Copy out the full passage on D.C. statehood word for word, with nothing changed.

── Page excerpt ──

City leaders are preparing again to advocate for D.C. statehood. Efforts include changing the District’s license plates to read “End Taxation Without Representation” and calling for a constitutional convention to put a statehood ballot issue before D.C. voters in November’s general election.

But statehood for the nation’s capital would be difficult to achieve if history is any indicator. Elections, lobbying campaigns and a proposed amendment to the Constitution have failed over the past few decades to create a state in the 68.34 square miles that comprise the District of Columbia. By the Constitution, the city is designated as the seat of the federal government under the authority of Congress.

“The Constitution simply doesn’t contemplate [D.C. statehood], all the clever arguments to the contrary notwithstanding,” Roger Pilon, director of the Center for Constitutional Studies at the Cato Institute, told The Washington Times.

One big sticking point in granting the District statehood is that the federal government needs a “district” from which to conduct its operations, he said.

“If that district were a tiny enclave around the National Mall, the federal government would be utterly dependent on any new, surrounding state for all of its essential services, from water, sewer, electricity, snow removal, fire, police and ambulance services, and much more,” Mr. Pilon said.

───
── Data under study ──

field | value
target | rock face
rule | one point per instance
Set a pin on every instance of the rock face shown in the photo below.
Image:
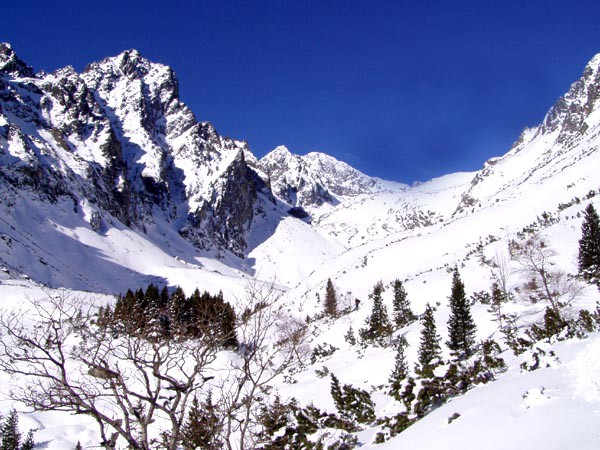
(316, 178)
(567, 134)
(118, 138)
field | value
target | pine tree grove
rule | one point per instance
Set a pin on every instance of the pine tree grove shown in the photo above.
(461, 327)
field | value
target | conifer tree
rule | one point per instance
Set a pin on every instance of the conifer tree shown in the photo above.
(429, 347)
(461, 327)
(589, 246)
(9, 432)
(330, 299)
(28, 443)
(349, 336)
(400, 371)
(498, 298)
(377, 325)
(202, 427)
(401, 306)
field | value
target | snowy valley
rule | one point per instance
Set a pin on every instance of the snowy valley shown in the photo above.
(108, 182)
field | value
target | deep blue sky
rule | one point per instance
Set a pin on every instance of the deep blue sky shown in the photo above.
(404, 90)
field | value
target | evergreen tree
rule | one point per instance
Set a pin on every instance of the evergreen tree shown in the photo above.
(202, 427)
(461, 327)
(498, 298)
(377, 325)
(401, 306)
(589, 246)
(330, 299)
(429, 347)
(353, 404)
(28, 443)
(349, 336)
(400, 371)
(9, 432)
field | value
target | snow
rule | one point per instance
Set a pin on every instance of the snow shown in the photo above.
(373, 231)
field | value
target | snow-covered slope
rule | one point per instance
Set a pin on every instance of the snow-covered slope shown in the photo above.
(107, 181)
(317, 179)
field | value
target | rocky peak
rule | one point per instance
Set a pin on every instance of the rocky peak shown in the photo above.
(11, 64)
(316, 178)
(568, 116)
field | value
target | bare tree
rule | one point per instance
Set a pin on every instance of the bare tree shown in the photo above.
(133, 386)
(270, 343)
(545, 281)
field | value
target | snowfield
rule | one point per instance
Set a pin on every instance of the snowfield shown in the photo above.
(359, 231)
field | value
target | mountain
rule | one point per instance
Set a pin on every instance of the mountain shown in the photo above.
(315, 179)
(108, 182)
(118, 138)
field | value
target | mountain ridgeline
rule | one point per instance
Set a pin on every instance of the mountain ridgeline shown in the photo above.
(114, 146)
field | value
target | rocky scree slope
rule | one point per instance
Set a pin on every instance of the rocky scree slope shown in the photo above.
(118, 139)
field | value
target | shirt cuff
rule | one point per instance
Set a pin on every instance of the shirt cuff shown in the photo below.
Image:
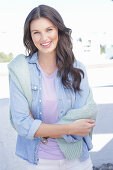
(71, 138)
(35, 125)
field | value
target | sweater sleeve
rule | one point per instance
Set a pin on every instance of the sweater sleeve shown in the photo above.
(80, 100)
(24, 124)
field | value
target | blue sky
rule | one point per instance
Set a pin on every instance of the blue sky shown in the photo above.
(82, 16)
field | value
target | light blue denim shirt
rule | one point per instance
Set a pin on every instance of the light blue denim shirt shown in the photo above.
(26, 126)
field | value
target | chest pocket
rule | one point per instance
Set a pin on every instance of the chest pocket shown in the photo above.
(35, 91)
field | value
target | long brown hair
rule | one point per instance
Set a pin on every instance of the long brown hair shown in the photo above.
(64, 55)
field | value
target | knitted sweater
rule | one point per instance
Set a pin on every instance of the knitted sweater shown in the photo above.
(20, 77)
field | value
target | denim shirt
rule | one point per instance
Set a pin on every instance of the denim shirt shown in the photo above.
(26, 126)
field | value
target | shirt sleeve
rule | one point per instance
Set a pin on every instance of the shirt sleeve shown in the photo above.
(24, 124)
(80, 100)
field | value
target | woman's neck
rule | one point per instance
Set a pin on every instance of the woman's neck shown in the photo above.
(47, 62)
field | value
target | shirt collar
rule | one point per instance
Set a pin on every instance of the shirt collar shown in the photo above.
(34, 59)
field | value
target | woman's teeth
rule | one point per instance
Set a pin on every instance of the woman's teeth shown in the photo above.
(46, 44)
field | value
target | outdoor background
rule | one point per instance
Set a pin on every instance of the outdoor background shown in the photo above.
(92, 33)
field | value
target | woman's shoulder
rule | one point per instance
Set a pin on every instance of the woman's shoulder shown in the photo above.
(80, 65)
(19, 60)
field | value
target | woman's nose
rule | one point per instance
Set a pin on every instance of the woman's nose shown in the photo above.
(43, 37)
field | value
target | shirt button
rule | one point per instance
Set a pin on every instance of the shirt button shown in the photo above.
(35, 88)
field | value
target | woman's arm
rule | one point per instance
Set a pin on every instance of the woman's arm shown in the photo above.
(80, 127)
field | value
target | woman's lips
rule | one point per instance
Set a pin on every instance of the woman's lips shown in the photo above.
(46, 45)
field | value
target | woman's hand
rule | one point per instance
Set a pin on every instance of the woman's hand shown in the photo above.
(81, 127)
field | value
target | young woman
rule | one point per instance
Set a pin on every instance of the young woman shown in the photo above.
(59, 85)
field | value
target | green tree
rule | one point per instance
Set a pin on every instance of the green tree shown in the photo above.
(6, 57)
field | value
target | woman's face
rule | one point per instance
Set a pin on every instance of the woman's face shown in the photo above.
(44, 35)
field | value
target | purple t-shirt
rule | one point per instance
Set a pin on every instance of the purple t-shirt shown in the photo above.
(50, 150)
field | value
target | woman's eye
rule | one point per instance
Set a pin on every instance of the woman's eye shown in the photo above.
(49, 29)
(36, 32)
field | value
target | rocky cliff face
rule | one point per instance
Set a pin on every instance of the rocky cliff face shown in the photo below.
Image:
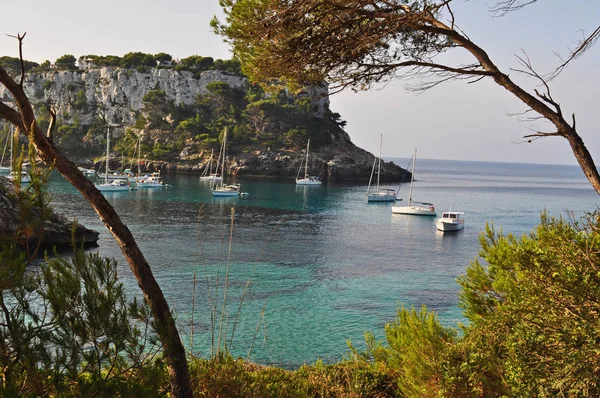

───

Final answer:
City leaders are preparing again to advocate for D.C. statehood. Efforts include changing the District’s license plates to read “End Taxation Without Representation” and calling for a constitutional convention to put a statehood ballot issue before D.C. voters in November’s general election.

But statehood for the nation’s capital would be difficult to achieve if history is any indicator. Elections, lobbying campaigns and a proposed amendment to the Constitution have failed over the past few decades to create a state in the 68.34 square miles that comprise the District of Columbia. By the Constitution, the city is designated as the seat of the federal government under the authority of Congress.

“The Constitution simply doesn’t contemplate [D.C. statehood], all the clever arguments to the contrary notwithstanding,” Roger Pilon, director of the Center for Constitutional Studies at the Cato Institute, told The Washington Times.

One big sticking point in granting the District statehood is that the federal government needs a “district” from which to conduct its operations, he said.

“If that district were a tiny enclave around the National Mall, the federal government would be utterly dependent on any new, surrounding state for all of its essential services, from water, sewer, electricity, snow removal, fire, police and ambulance services, and much more,” Mr. Pilon said.